> [EXERCISE REQUIREMENTS]
A. For each statement, say whether it agrees with the article below on importing granite from India, and quote the article's deciding words: (i) the Indian supplier provides the core documents; (ii) the commercial invoice may describe the goods as "stone goods"; (iii) under FOB terms, the price covers the goods until they reach the UK port.
B. Carry on the article about UK customs documents for granite imported from India, starting after its last sentence.

> [EXCERPTED PASSAGE]
========

What UK Customs Documents Do You Need When Importing Granite from India?

What UK Customs Documents Do You Need When Importing Granite from India?

The UK customs documents you need when importing granite from India are well defined, and understanding them is far less complicated than most first-time importers expect. Customs complexity is one of the most common reasons UK masons stay with a domestic wholesaler rather than importing directly — they pay a significant margin on every order in exchange for not having to deal with paperwork they do not understand. This article removes that barrier. It explains every document in the import set: what it is, who produces it, what it must contain, and what UK customs does with it. By the end, the conclusion is clear — with a well-organised supplier, customs clearance is a managed process, not a mystery.

Quick Answer

Importing granite from India to the UK requires six core documents: a commercial invoice, packing list, certificate of origin, bill of lading, phytosanitary certificate (for wooden packing), and a material test certificate (recommended for compliance records). The Indian supplier provides all of these. Your freight forwarder or customs agent uses them to file the import declaration with HMRC. A supplier who provides the complete set correctly and proactively makes clearance fast. A disorganised supplier causes delays and demurrage charges.

Document 1: The Commercial Invoice

The commercial invoice is the primary document for UK customs and the foundation of your import declaration. It is produced by the Indian supplier and must contain specific information to be accepted without query.

What the Commercial Invoice Must Include

A compliant commercial invoice for granite from India must state: the full name and address of the exporter and the buyer; a clear description of the goods — “cut and polished granite memorial pieces” or similar, not vague descriptions like “stone goods”; the HS commodity code 6802.93 (worked monumental or building stone, other than slate — this is the correct code for cut, polished granite); the quantity in pieces and the total weight; the unit price and total value in the agreed currency; the terms of sale, typically FOB (Free On Board), which means the price covers the goods up to the point of loading onto the vessel at the Indian port; and the country of origin, which must be India.

========

> [AVAILABLE DATA]
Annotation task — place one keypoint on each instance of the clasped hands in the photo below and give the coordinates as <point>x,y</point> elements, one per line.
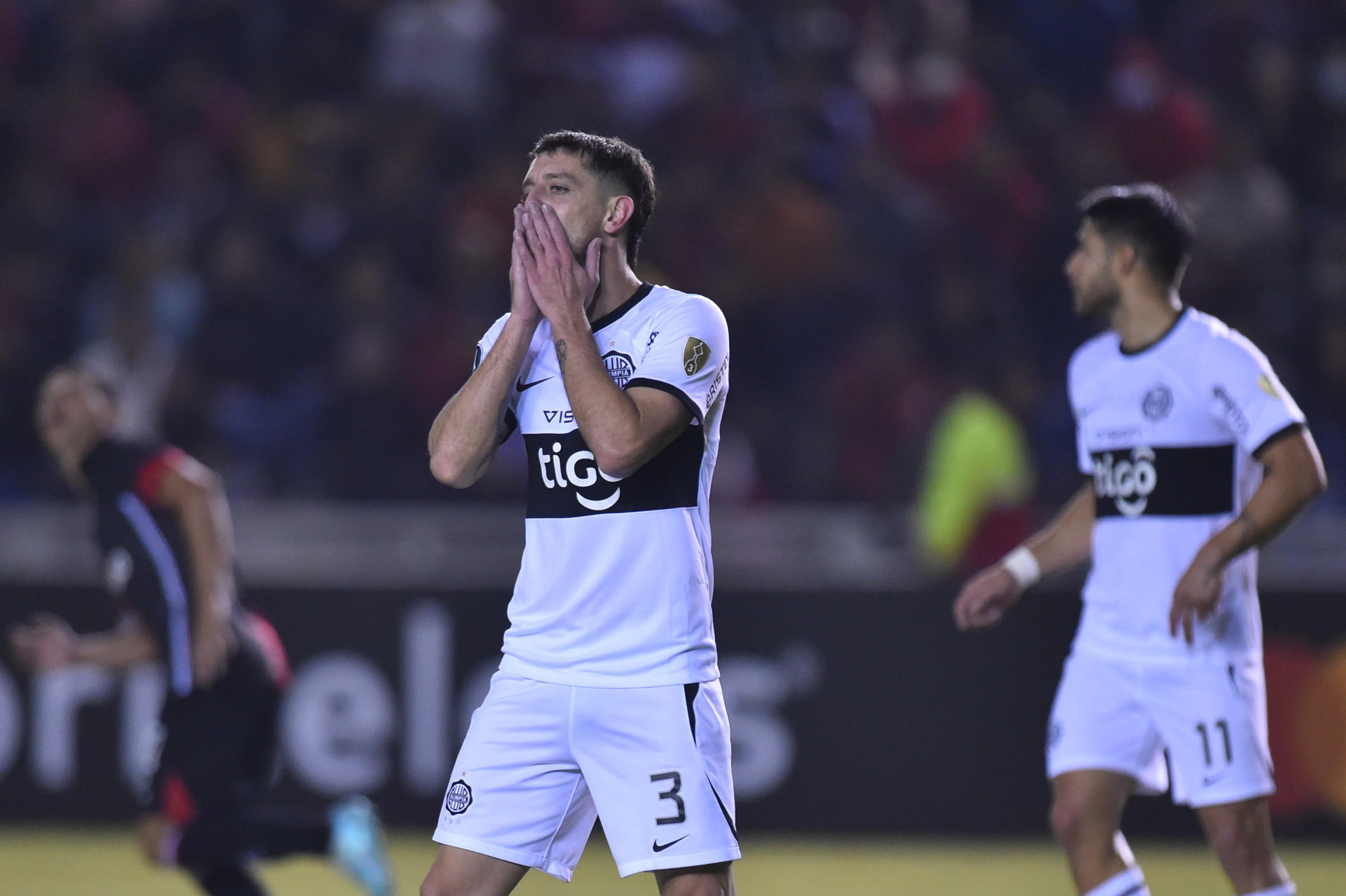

========

> [ANSWER LIST]
A.
(i) Yes: "The Indian supplier provides all of these."
(ii) No: "not vague descriptions like “stone goods”"
(iii) No: "the price covers the goods up to the point of loading onto the vessel at the Indian port"

B.
UK customs uses the commercial invoice to determine the customs value of the goods, calculate import duty, and check the HS code classification. An invoice that states the wrong HS code, omits the terms of sale, or provides a vague goods description will trigger a query. Your freight forwarder cannot resolve a documentation error — only the supplier can, and every day the container sits at the port waiting for corrected paperwork costs money in port storage charges.

Document 2: The Packing List

The packing list is produced by the Indian supplier and accompanies the commercial invoice. It provides the detailed breakdown of the container contents: the number of pieces, the dimensions of each piece, the gross weight and net weight per crate or pallet, and the total container weight.

The packing list must be consistent with the commercial invoice in every particular. If the invoice states 120 pieces and the packing list shows 118, UK customs has a discrepancy to resolve. If the weights on the packing list do not tally with what the shipping line has recorded for the container, that triggers another query. A clean packing list that exactly matches the invoice is one of the simplest things a supplier can get right, and one of the easiest things to get wrong when a business lacks proper documentation controls.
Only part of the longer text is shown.